* 網頁摘錄
>>

Discriminator 加入 Spectral Normalization(光譜正規化)

這段程式碼已經相當完整,並且包含了一些先進的技術,如Self-AttentionResSkip(殘差跳連接)、**梯度懲罰(Gradient Penalty)**等。為了進一步改善正則化方法,我建議以下增強策略:

改進方向

  1. 加入 Spectral Normalization(光譜正規化)
    • 改善判別器(Discriminator)的穩定性,防止梯度爆炸。
    • 可在 Discriminator 的卷積層上應用 torch.nn.utils.spectral_norm
  2. 加入 Instance Normalization(IN)
    • 目前使用的是 BatchNorm2d,但由於字體風格轉換是圖像生成問題,InstanceNorm2d 通常能提供更好的風格適應能力。
  3. 加入 Dropout 作為正則化
    • UnetSkipConnectionBlockup 變換中可增加 nn.Dropout(p=0.3)
  4. 加入 Feature Matching Loss
    • 透過比較真實與生成圖像在不同層的特徵差異,進一步提升字型風格一致性。

改進後的 Discriminator(加入 Spectral Normalization)

class Discriminator(nn.Module):
    def __init__(self, input_nc, embedding_num, ndf=64, norm_layer=nn.InstanceNorm2d, 
                 image_size=256, final_channels=1, blur=False):
        super(Discriminator, self).__init__()
        
        use_bias = norm_layer != nn.BatchNorm2d
        kw = 5
        padw = 2

        sequence = [
            nn.utils.spectral_norm(nn.Conv2d(input_nc, ndf, kernel_size=kw, stride=2, padding=padw)),
            nn.LeakyReLU(0.2, True)
        ]

        nf_mult = 1
        for n in range(1, 3):
            nf_mult_prev = nf_mult
            nf_mult = min(2 ** n, 8)
            sequence += [
                nn.utils.spectral_norm(nn.Conv2d(ndf * nf_mult_prev, ndf * nf_mult, kernel_size=kw, stride=2, padding=padw, bias=use_bias)),
                norm_layer(ndf * nf_mult),
                nn.LeakyReLU(0.2, True)
            ]

        sequence += [
            nn.utils.spectral_norm(nn.Conv2d(ndf * nf_mult, final_channels, kernel_size=kw, stride=1, padding=padw, bias=use_bias)),
            norm_layer(final_channels),
            nn.LeakyReLU(0.2, True)
        ]

        sequence += [nn.Conv2d(final_channels, 1, kernel_size=kw, stride=1, padding=padw)]
        
        self.model = nn.Sequential(*sequence)
        image_size = math.ceil(image_size / 8)
        final_features = final_channels * image_size * image_size
        self.binary = nn.Linear(final_features, 1)
        self.category = nn.Linear(final_features, embedding_num)
        self.blur = blur
        self.gaussian_blur = T.GaussianBlur(kernel_size=1, sigma=1.0)  # 設定模糊程度

    def forward(self, input):
        features = self.model(input)
        if self.blur:
            features = self.gaussian_blur(features)
        features = features.view(input.shape[0], -1)
        binary_logits = self.binary(features)
        category_logits = self.category(features)
        return binary_logits, category_logits

改進點Spectral Normalization 避免判別器過度收斂,提高梯度穩定性。

<<

* 記錄資料
>>

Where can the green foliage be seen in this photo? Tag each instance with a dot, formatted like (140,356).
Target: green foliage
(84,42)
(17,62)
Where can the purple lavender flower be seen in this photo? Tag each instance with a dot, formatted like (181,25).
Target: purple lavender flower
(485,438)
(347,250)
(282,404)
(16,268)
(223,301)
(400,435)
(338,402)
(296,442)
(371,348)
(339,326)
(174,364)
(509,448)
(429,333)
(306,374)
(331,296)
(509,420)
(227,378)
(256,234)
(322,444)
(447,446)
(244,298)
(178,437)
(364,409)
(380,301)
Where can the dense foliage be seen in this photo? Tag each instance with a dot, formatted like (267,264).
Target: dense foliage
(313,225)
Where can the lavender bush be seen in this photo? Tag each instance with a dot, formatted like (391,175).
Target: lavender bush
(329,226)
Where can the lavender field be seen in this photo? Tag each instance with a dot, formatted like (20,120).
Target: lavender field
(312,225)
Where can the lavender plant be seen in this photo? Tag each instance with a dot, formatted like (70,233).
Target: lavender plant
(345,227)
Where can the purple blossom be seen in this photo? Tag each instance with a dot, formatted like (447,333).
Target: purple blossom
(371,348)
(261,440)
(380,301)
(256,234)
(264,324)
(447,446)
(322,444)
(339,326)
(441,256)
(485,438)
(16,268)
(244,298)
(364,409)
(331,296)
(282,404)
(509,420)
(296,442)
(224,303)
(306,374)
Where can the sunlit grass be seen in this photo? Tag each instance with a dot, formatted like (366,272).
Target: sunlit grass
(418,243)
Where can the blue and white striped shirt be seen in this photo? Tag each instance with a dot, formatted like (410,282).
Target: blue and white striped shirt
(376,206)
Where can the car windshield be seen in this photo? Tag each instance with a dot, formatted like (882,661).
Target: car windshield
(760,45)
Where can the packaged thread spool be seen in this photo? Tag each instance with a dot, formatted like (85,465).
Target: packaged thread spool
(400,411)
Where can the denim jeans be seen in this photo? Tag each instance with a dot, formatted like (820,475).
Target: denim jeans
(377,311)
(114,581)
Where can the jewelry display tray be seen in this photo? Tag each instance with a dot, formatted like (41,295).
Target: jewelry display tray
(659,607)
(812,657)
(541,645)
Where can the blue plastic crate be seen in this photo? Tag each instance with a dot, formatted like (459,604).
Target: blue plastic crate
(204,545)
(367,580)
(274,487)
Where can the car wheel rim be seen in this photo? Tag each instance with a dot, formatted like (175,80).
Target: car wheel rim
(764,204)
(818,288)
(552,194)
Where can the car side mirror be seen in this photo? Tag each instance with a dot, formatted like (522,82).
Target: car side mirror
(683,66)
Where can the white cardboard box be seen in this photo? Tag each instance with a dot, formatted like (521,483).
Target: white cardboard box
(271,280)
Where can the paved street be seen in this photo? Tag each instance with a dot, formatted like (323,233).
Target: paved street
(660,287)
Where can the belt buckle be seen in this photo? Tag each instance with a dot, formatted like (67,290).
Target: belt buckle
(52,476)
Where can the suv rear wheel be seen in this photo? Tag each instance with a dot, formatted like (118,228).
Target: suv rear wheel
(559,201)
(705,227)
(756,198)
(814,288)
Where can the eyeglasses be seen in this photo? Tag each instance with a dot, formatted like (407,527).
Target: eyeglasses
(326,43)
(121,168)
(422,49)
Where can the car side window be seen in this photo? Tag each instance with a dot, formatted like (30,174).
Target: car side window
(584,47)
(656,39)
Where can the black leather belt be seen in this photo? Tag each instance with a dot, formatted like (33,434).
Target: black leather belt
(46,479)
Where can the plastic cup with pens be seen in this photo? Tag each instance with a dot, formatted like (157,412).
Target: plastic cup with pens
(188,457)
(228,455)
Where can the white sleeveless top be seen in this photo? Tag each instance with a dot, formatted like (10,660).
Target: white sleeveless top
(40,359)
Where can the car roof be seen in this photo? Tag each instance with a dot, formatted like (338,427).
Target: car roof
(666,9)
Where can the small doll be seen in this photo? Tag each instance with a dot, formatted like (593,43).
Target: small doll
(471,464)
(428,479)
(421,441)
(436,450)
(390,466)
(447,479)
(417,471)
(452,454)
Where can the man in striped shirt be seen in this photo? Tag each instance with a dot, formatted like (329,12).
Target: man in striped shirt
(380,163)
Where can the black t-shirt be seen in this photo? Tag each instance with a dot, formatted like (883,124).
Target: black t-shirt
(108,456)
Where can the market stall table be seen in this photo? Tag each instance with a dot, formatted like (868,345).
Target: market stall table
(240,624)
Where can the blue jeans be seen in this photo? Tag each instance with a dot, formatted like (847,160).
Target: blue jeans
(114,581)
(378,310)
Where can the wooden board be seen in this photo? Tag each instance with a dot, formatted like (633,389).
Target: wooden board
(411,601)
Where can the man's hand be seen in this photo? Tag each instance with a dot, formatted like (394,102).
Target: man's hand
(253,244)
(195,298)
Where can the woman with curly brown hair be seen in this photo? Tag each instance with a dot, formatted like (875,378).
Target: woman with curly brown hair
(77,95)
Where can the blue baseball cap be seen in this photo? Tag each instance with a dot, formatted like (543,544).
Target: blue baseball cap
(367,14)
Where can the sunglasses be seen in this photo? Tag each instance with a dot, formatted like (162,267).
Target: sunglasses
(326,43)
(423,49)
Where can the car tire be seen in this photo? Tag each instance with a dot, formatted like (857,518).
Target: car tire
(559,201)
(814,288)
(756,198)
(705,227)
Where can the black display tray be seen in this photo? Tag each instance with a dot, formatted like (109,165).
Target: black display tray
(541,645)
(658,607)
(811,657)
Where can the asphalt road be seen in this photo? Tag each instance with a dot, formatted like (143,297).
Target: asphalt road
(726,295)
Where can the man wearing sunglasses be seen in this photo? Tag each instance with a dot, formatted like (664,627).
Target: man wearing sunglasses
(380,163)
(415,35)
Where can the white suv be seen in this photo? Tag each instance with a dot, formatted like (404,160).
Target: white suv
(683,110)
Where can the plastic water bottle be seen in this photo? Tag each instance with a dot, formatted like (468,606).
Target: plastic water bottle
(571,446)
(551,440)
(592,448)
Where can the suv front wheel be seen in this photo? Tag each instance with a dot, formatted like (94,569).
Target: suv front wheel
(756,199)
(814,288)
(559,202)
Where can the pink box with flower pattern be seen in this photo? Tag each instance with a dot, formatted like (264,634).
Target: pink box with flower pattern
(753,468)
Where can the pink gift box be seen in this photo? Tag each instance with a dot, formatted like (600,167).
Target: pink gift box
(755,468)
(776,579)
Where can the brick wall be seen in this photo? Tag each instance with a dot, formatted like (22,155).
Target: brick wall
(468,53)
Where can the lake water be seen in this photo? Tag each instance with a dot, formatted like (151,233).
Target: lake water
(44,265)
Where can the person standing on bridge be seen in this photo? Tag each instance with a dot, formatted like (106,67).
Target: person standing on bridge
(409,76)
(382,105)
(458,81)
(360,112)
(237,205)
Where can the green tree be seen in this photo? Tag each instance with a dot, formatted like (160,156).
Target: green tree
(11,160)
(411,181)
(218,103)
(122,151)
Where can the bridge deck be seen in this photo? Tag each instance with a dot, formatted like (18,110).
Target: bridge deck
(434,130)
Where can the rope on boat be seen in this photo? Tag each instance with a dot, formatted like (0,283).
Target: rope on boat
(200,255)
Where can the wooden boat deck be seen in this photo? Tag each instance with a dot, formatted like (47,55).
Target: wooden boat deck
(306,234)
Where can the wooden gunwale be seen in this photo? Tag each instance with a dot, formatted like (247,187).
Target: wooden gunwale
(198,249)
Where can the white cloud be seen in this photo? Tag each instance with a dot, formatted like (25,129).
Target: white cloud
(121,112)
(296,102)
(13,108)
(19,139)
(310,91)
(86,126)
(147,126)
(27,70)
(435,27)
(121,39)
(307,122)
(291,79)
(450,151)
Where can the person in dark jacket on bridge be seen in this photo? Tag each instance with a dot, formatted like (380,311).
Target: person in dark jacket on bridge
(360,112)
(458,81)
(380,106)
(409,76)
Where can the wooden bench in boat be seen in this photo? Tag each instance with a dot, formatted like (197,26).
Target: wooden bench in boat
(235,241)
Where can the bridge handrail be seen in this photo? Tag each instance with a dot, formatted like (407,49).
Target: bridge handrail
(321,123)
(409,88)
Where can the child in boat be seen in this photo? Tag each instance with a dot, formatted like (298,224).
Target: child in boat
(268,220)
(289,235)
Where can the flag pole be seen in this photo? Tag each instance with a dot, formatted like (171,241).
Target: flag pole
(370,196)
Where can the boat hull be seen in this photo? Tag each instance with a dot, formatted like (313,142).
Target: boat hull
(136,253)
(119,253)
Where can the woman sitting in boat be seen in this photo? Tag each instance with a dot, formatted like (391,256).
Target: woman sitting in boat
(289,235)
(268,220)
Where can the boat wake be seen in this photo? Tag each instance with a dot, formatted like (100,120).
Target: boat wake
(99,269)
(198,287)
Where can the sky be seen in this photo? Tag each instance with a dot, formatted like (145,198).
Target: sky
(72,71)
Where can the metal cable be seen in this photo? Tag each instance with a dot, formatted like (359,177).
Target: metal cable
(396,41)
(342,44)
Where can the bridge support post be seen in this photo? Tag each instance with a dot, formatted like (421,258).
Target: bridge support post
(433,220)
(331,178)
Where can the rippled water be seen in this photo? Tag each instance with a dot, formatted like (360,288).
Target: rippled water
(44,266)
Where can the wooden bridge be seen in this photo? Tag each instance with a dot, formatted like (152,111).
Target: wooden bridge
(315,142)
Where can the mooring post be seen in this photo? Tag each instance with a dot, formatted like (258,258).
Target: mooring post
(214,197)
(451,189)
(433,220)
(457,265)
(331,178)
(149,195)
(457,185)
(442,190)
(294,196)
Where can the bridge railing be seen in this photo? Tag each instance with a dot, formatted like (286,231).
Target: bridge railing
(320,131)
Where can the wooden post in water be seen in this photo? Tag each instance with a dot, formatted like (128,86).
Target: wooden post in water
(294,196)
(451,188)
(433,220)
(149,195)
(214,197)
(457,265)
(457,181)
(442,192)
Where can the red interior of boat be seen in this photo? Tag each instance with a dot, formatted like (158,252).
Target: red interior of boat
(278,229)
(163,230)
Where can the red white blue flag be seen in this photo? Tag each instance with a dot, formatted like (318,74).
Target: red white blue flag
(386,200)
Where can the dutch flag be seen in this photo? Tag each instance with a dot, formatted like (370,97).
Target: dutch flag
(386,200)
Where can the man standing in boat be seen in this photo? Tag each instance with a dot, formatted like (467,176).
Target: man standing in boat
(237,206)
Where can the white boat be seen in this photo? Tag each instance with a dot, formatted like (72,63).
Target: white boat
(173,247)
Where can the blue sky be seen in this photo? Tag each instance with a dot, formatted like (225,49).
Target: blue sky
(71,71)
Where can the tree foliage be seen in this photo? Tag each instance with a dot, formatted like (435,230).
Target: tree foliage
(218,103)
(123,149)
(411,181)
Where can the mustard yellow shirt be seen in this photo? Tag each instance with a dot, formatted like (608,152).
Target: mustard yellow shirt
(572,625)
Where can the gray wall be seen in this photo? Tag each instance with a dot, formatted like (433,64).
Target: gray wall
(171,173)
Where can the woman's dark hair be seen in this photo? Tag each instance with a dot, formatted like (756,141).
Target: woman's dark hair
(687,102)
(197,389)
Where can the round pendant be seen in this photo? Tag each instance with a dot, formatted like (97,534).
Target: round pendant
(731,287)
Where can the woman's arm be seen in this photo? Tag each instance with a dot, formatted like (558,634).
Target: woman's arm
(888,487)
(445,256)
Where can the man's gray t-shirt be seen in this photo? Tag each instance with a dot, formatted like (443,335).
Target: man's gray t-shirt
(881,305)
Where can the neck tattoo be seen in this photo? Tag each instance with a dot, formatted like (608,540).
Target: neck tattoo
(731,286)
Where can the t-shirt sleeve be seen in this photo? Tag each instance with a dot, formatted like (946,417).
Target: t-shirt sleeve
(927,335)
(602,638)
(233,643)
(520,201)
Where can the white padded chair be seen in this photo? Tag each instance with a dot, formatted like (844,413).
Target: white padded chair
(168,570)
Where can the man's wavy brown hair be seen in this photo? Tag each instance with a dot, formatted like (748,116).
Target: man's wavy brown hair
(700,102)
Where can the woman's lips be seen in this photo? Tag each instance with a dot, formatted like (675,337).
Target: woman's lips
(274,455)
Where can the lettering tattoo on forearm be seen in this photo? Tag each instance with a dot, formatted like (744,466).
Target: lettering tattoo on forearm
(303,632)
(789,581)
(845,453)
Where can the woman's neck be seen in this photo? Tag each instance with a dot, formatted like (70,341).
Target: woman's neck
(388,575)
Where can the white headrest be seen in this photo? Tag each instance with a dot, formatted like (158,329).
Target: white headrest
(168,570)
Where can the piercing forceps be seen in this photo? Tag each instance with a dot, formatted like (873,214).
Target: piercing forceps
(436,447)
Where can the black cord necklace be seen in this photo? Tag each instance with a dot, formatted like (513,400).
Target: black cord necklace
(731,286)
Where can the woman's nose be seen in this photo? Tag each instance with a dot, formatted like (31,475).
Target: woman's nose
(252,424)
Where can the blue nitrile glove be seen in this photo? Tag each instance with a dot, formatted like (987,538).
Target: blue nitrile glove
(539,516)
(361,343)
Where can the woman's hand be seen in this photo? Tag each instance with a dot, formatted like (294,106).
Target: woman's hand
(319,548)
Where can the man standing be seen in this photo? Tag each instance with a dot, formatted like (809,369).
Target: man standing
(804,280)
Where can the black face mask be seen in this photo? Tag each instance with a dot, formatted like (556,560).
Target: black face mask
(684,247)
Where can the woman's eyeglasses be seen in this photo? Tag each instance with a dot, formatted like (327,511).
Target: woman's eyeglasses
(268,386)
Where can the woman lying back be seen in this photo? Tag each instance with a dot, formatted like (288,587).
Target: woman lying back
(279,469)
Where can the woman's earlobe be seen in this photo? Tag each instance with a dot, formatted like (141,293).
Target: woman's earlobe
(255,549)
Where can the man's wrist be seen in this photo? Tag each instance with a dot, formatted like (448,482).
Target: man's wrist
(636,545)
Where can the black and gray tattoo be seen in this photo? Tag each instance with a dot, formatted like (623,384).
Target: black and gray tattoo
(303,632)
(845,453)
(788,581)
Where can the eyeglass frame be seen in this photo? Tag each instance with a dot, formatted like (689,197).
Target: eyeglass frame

<<

從光譜正規化說明的最後一句之後接著往下寫。 這些資料和光譜正規化說明沒有關聯。

Instance Normalization 幫助不同字型之間的風格對齊。


改進後的 UnetSkipConnectionBlock(加入 Dropout & InstanceNorm)

class UnetSkipConnectionBlock(nn.Module):
    def __init__(self, outer_nc, inner_nc, input_nc=None, submodule=None,
                 norm_layer=nn.InstanceNorm2d, layer=0, embedding_dim=128,
                 use_dropout=False, self_attention=False, blur=False, outermost=False, innermost=False):
        super(UnetSkipConnectionBlock, self).__init__()

        self.outermost = outermost
        self.innermost = innermost
        use_bias = norm_layer != nn.BatchNorm2d

        if input_nc is None:
            input_nc = outer_nc
        downconv = nn.Conv2d(input_nc, inner_nc, kernel_size=4, stride=2, padding=1, bias=use_bias)
        downrelu = nn.LeakyReLU(0.2, True)
        downnorm = norm_layer(inner_nc)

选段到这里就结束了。